For every line in the records that has the word "then", make a copy.

• • • • •

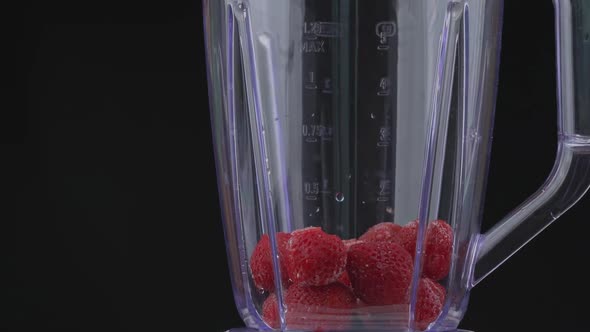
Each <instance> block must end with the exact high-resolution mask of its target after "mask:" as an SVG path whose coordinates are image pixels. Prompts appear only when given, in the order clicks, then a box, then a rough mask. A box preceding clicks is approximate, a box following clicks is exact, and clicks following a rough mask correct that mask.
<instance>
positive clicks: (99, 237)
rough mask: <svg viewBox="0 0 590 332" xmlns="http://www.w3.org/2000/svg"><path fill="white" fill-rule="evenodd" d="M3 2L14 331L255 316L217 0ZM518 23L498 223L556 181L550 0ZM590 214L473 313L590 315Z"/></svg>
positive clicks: (518, 13)
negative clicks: (241, 214)
mask: <svg viewBox="0 0 590 332" xmlns="http://www.w3.org/2000/svg"><path fill="white" fill-rule="evenodd" d="M3 15H6V16H8V17H9V18H10V19H16V23H14V24H9V25H6V26H7V27H9V29H4V31H3V35H4V34H7V35H8V38H9V39H4V38H3V40H14V41H15V42H16V44H15V47H10V45H8V46H6V45H5V46H6V47H5V48H4V52H5V53H6V52H9V51H11V50H15V51H16V54H15V60H16V61H15V62H14V63H13V62H5V63H2V65H1V66H2V67H3V68H7V70H8V71H9V74H7V75H2V76H3V77H4V78H9V81H10V82H9V83H8V85H5V86H3V94H4V95H5V98H3V101H0V103H1V104H2V106H1V110H0V113H1V118H0V124H1V134H2V136H1V139H2V141H1V142H0V143H1V146H0V161H1V162H2V168H4V170H3V171H2V173H1V178H0V180H1V182H0V188H1V191H2V193H3V194H4V196H5V198H3V200H2V201H3V203H2V205H1V206H2V217H1V220H2V221H1V223H2V224H3V226H5V227H6V226H7V227H8V229H7V231H6V232H4V233H5V234H8V242H6V243H8V244H9V245H8V246H7V248H6V249H5V250H3V253H2V269H1V270H0V271H2V274H3V275H6V276H9V277H10V278H9V279H8V280H7V281H6V282H2V285H1V289H0V292H1V293H0V301H2V302H4V305H2V307H3V308H4V309H2V310H1V311H0V328H2V329H5V330H29V329H31V328H36V329H37V330H49V329H55V330H68V329H69V330H75V331H94V330H105V329H109V330H120V329H126V330H130V331H135V330H144V329H148V328H149V329H159V330H167V331H187V330H198V331H223V330H225V329H228V328H231V327H235V326H240V325H241V321H240V319H239V316H238V315H237V311H236V309H235V306H234V305H233V298H232V295H231V289H230V284H229V278H228V270H227V263H226V261H227V260H226V256H225V255H226V254H225V248H224V243H223V233H222V226H221V221H220V207H219V203H218V196H217V188H216V182H215V169H214V163H213V154H212V153H213V149H212V143H211V132H210V122H209V113H208V112H209V110H208V102H207V98H206V96H207V94H206V92H207V86H206V75H205V62H204V51H203V31H202V16H201V3H200V2H199V1H196V0H194V1H160V2H157V3H156V2H148V1H135V0H125V1H108V0H107V1H100V2H87V1H76V2H74V1H70V2H65V1H22V2H21V3H20V4H19V8H17V9H14V10H12V8H11V9H10V10H6V11H5V12H3ZM504 22H505V23H504V31H503V50H502V62H501V67H500V71H501V73H500V87H499V92H498V103H497V113H496V125H495V138H494V147H493V151H492V156H491V168H490V177H489V185H488V193H487V197H486V213H485V217H484V228H488V227H489V226H490V225H493V224H494V222H495V221H497V220H498V219H500V218H501V217H502V216H503V215H505V214H506V213H507V212H508V211H510V210H511V209H512V208H513V207H515V206H516V205H517V204H518V203H519V202H521V201H522V200H524V199H525V198H526V197H527V196H528V195H529V194H531V193H532V192H533V191H534V190H535V189H536V188H537V187H538V186H539V185H541V184H542V182H543V180H544V179H545V177H546V176H547V175H548V173H549V171H550V169H551V166H552V163H553V158H554V155H555V150H556V143H555V141H556V129H555V118H556V111H555V108H556V97H555V90H556V85H555V66H554V62H555V52H554V28H553V9H552V6H551V2H550V1H548V0H544V1H507V3H506V7H505V21H504ZM12 69H14V70H15V71H16V73H15V74H16V75H15V76H14V77H15V79H14V80H10V78H11V77H13V76H11V75H12ZM11 102H14V103H11ZM9 105H17V107H16V108H14V107H13V106H10V107H9ZM588 211H590V197H585V198H583V199H582V201H580V203H579V204H578V205H576V206H575V207H574V208H572V209H571V210H570V211H569V212H568V213H566V214H565V215H564V216H562V217H561V219H560V220H559V222H557V223H556V224H554V225H552V226H551V227H550V228H549V229H548V231H546V232H544V233H543V234H541V235H540V236H539V237H537V238H536V239H535V240H533V241H532V242H531V244H530V245H529V246H527V247H526V248H524V249H523V250H522V251H520V252H519V253H518V254H516V255H515V256H514V257H513V258H512V259H510V260H509V261H508V262H507V263H506V264H504V265H503V266H502V267H501V268H500V269H499V270H498V271H496V272H495V273H494V274H492V275H491V276H490V277H489V278H488V279H486V280H485V281H483V282H482V283H481V284H480V285H478V286H477V287H476V288H475V289H474V290H473V292H472V296H471V303H470V306H469V310H468V312H467V315H466V316H465V318H464V320H463V322H462V324H461V326H462V327H463V328H470V329H474V330H476V331H479V332H492V331H506V332H511V331H524V330H527V331H581V330H585V329H587V324H585V318H586V317H587V315H588V311H589V310H590V305H589V304H588V299H589V298H590V297H589V295H588V294H589V292H588V290H589V289H590V287H589V286H588V283H589V281H588V277H587V275H586V274H583V273H582V269H583V268H585V267H586V265H587V263H588V261H590V254H589V251H588V249H587V243H588V241H587V239H588V230H589V229H590V228H589V227H588V222H589V220H588V217H587V214H588ZM209 291H212V293H213V295H210V292H209ZM205 292H207V293H208V294H205Z"/></svg>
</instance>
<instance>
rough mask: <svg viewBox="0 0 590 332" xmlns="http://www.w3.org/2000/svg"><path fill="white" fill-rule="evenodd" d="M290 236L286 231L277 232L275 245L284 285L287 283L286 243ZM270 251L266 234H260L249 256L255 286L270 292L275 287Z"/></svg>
mask: <svg viewBox="0 0 590 332" xmlns="http://www.w3.org/2000/svg"><path fill="white" fill-rule="evenodd" d="M290 237H291V235H290V234H288V233H277V245H278V250H279V259H280V266H281V280H282V282H283V284H284V285H285V286H286V285H287V284H288V283H289V274H288V271H287V258H288V257H287V244H288V242H289V238H290ZM271 256H272V253H271V248H270V238H269V237H268V235H267V234H264V235H262V237H261V238H260V241H258V244H256V247H255V248H254V251H253V252H252V256H251V257H250V270H252V279H254V284H255V285H256V287H257V288H258V289H260V290H263V291H269V292H272V291H274V289H275V282H274V273H273V267H272V257H271Z"/></svg>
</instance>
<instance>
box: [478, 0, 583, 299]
mask: <svg viewBox="0 0 590 332" xmlns="http://www.w3.org/2000/svg"><path fill="white" fill-rule="evenodd" d="M553 2H554V6H555V27H556V48H557V79H558V85H557V86H558V89H557V94H558V149H557V156H556V161H555V165H554V167H553V170H552V171H551V173H550V175H549V177H548V179H547V180H546V182H545V183H544V184H543V186H542V187H541V188H540V189H539V190H538V191H537V192H536V193H534V194H533V195H532V196H531V197H530V198H528V199H527V200H526V201H525V202H524V203H523V204H521V205H520V206H519V207H517V208H516V209H515V210H513V211H512V212H510V213H509V214H508V215H507V216H506V217H504V218H503V219H502V220H501V221H500V222H499V223H498V224H496V225H495V226H494V227H493V228H492V229H490V230H489V231H488V232H487V233H485V234H483V235H479V236H478V237H477V239H476V242H477V243H476V245H475V246H474V248H475V252H474V256H473V257H474V262H475V264H474V266H473V270H472V275H471V279H470V286H471V287H473V286H475V285H476V284H477V283H479V282H480V281H481V280H483V279H484V278H485V277H486V276H487V275H488V274H490V273H491V272H492V271H494V270H495V269H496V268H497V267H498V266H499V265H501V264H502V263H503V262H504V261H505V260H507V259H508V258H509V257H510V256H512V255H513V254H514V253H515V252H516V251H518V250H519V249H520V248H522V247H523V246H524V245H525V244H526V243H527V242H528V241H530V240H531V239H532V238H533V237H535V236H536V235H537V234H539V233H540V232H541V231H542V230H544V229H545V228H546V227H547V226H549V225H550V224H551V223H552V222H553V221H555V220H556V219H557V218H558V217H559V216H561V215H562V214H563V213H564V212H566V211H567V210H568V209H569V208H571V207H572V206H573V205H574V204H575V203H577V202H578V201H579V200H580V198H581V197H582V196H583V195H584V194H585V193H586V192H587V191H588V188H589V187H590V37H589V35H590V1H587V0H554V1H553Z"/></svg>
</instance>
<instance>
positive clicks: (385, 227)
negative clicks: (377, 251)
mask: <svg viewBox="0 0 590 332" xmlns="http://www.w3.org/2000/svg"><path fill="white" fill-rule="evenodd" d="M401 228H402V226H400V225H397V224H394V223H391V222H382V223H379V224H377V225H374V226H372V227H371V228H369V229H368V230H367V231H366V232H365V234H363V235H361V237H359V240H361V241H366V242H379V241H389V242H398V239H397V233H398V232H399V230H400V229H401Z"/></svg>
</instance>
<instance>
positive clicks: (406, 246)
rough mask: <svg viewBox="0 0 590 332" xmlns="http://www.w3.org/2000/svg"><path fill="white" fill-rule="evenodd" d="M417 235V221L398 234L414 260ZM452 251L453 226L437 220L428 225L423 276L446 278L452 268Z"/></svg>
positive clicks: (407, 224)
mask: <svg viewBox="0 0 590 332" xmlns="http://www.w3.org/2000/svg"><path fill="white" fill-rule="evenodd" d="M417 234H418V221H417V220H414V221H412V222H410V223H408V224H407V225H405V226H403V227H402V229H401V230H400V231H399V232H398V239H399V243H400V245H401V246H402V247H404V249H406V250H407V251H408V252H409V253H410V254H411V255H412V258H414V255H415V252H416V236H417ZM452 250H453V230H452V228H451V226H449V224H447V223H446V222H445V221H443V220H435V221H433V222H431V223H430V224H428V228H427V229H426V242H425V246H424V258H423V260H422V264H423V265H422V276H423V277H427V278H431V279H434V280H441V279H443V278H444V277H446V276H447V274H449V269H450V267H451V254H452Z"/></svg>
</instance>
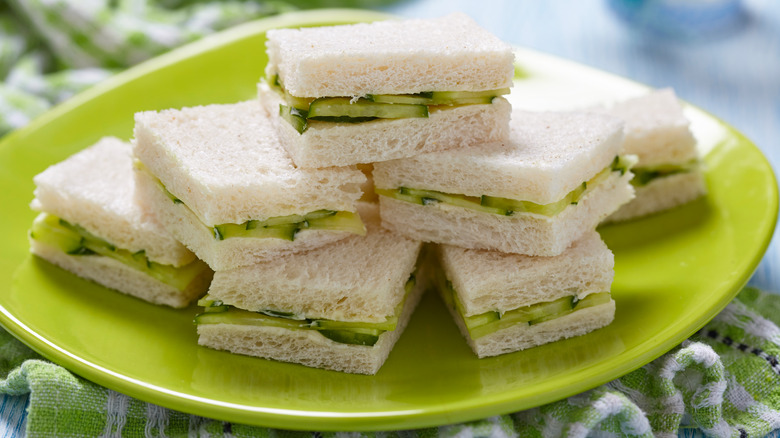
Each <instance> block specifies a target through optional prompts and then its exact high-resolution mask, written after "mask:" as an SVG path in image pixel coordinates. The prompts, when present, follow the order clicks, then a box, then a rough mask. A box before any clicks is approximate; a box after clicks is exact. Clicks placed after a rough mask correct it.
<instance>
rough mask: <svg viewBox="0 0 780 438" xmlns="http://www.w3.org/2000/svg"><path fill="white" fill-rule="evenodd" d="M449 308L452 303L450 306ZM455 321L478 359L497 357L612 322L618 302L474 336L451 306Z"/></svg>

• • • • •

Written answer:
Each <instance> block must end with the exact high-resolution mask of its target after "mask:" as an SVG path whose coordinates are image pixels. Prompts appear only when given, in the order clicks, then a box, then a rough mask. A box preceding clicks is approximate, a box following clicks is exact, and clicks following a rough mask correct that mask.
Each <instance> block specifies a target through optional prompts and then its exact high-resolution mask, written after "mask:" as an SVG path in image pixel coordinates. The prompts, when present, follow the order clicks, then a box, then a rough mask. A box before any clicks is approximate; a box after clicks is exact. Clicks placed after a rough mask correct it.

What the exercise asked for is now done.